» DIRECTIVE A
Reproduce verbatim the part of the records that opens with the line containing "Where can you spot the cloud" and runs through the end of the records, including both the first and last lines.

» SELECTED EXTRACT
---+---
The more drag you have, the more your kite will tack. The stronger the wind is, the easier it is to obtain a good steady tack.

Relaunch your kite and study it for several minutes prior to setting your gear.

Taking this time to ensure you have correctly set for the conditions could mean less time wasted once the gear is out.

Deployment

At the lower end of the kiteline, between the kiteline and the mainline, is a heavy duty braided nylon cord with a red and green attached. (Flags are not supplied with dropper rigs) This flag alerts boats to the fact there is a longline present and indicates which side of the gear it is safe to pass on.

The large spare loop pre-tied in the braided cord below the flag is where you attach your bottle float. A two litre bottle is generally sufficient however a four litre container may be required in strong wind conditions.

Thread the braided cord loop through the handle of the bottle and up over the bottom of the bottle to secure it to the kiteline. Fill the bottle with enough sand or water until the kite cannot quite lift it off the beach.

The first section of mainline (between the flag and the hook section) is the leader section which extends for approximately 130 metres. The longer the leader section is the less weight that is required in order to hold the hook section firmly on the bottom.

The most important weights on the longline are the ones just prior to the hook section. In order to avoid any wear and tear on the mainline Paul's Fishing Kites supplies a heavy duty cord crimped into the mainline to attach the weights onto the line.

A good rule of thumb is for every quarter of a two litre bottle of sand attach one 8oz weight at the front end of the hook section.

Weights are not generally required at the back of the hook section. If the front is hard on the bottom, the back should be too. The gear should be set at a slow walking speed.

Underweighting the mainline will result in the gear lifting off the bottom once it is fully deployed and fish are caught only on the shore end of the line.

Too much weight results in the gear taking an extraordinarily long time to set, possibly getting bogged, and allows paddle crabs to strip your baits. Hooks return clean, no fish and no baits.

Optimum weighting should return a line with fish spread evenly throughout the hook section.

The baited hooks are clipped onto the 115kg pre-stoppered hook section. After each trace is clipped on let two stops pass before attaching another trace. This allows for an empty space between traces and prevents the traces from touching each other and becoming tangled.
---+---
» AVAILABLE DATA
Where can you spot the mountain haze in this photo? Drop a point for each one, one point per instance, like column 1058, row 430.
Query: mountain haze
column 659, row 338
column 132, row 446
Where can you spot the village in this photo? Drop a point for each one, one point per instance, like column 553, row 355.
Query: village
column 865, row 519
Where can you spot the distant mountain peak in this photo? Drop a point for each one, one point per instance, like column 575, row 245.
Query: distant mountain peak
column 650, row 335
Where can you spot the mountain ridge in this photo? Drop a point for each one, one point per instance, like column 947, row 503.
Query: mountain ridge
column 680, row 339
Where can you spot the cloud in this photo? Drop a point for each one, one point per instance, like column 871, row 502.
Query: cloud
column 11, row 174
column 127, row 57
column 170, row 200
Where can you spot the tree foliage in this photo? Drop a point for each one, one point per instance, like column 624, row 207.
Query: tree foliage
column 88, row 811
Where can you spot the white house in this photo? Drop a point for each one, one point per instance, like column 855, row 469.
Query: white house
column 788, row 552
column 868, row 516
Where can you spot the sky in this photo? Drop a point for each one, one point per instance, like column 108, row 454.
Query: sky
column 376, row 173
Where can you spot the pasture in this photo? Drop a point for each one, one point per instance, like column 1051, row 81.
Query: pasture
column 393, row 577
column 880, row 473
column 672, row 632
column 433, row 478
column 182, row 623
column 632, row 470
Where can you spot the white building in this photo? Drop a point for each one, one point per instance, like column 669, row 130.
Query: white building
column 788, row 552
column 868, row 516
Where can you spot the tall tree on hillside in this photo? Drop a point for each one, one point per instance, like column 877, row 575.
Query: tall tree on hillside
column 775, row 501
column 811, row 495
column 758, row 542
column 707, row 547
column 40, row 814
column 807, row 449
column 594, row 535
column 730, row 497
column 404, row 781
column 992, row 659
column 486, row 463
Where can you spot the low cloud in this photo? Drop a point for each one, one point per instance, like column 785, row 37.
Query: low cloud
---+---
» DIRECTIVE B
Answer these questions from the kite longline text:
(i) About how long is the leader section of the mainline?
(ii) What size of container may be needed for the bottle float in strong wind conditions?
(iii) At what speed should the gear be set?

» TASK ANSWER A
Where can you spot the cloud in this photo? Drop a point for each one, one point per instance, like column 871, row 502.
Query: cloud
column 11, row 174
column 127, row 57
column 170, row 200
Where can you spot the tree foliage in this photo? Drop a point for each one, one point per instance, like column 624, row 207.
Query: tree foliage
column 88, row 811
Where can you spot the white house in this photo? Drop a point for each one, one point per instance, like column 855, row 469.
Query: white house
column 788, row 552
column 868, row 516
Where can you spot the sky in this photo? Drop a point for each one, one point per instance, like column 108, row 454.
Query: sky
column 376, row 173
Where can you spot the pasture in this photo? Drop a point for each one, one point per instance, like column 1051, row 81.
Query: pasture
column 393, row 577
column 880, row 473
column 672, row 632
column 433, row 478
column 182, row 623
column 632, row 470
Where can you spot the white building in this photo? Drop a point for each one, one point per instance, like column 669, row 130.
Query: white building
column 788, row 552
column 868, row 516
Where can you spot the tall tree on hillside in this photo? Drop a point for each one, one point per instance, like column 877, row 575.
Query: tall tree on hillside
column 775, row 501
column 811, row 495
column 758, row 542
column 707, row 547
column 40, row 814
column 807, row 449
column 594, row 535
column 730, row 497
column 404, row 781
column 992, row 659
column 486, row 463
Where can you spot the low cloud in this photo? Drop a point for each one, one point per instance, like column 785, row 37.
Query: low cloud

» TASK ANSWER B
(i) Approximately 130 meters.
(ii) A four-liter container.
(iii) A slow walking speed.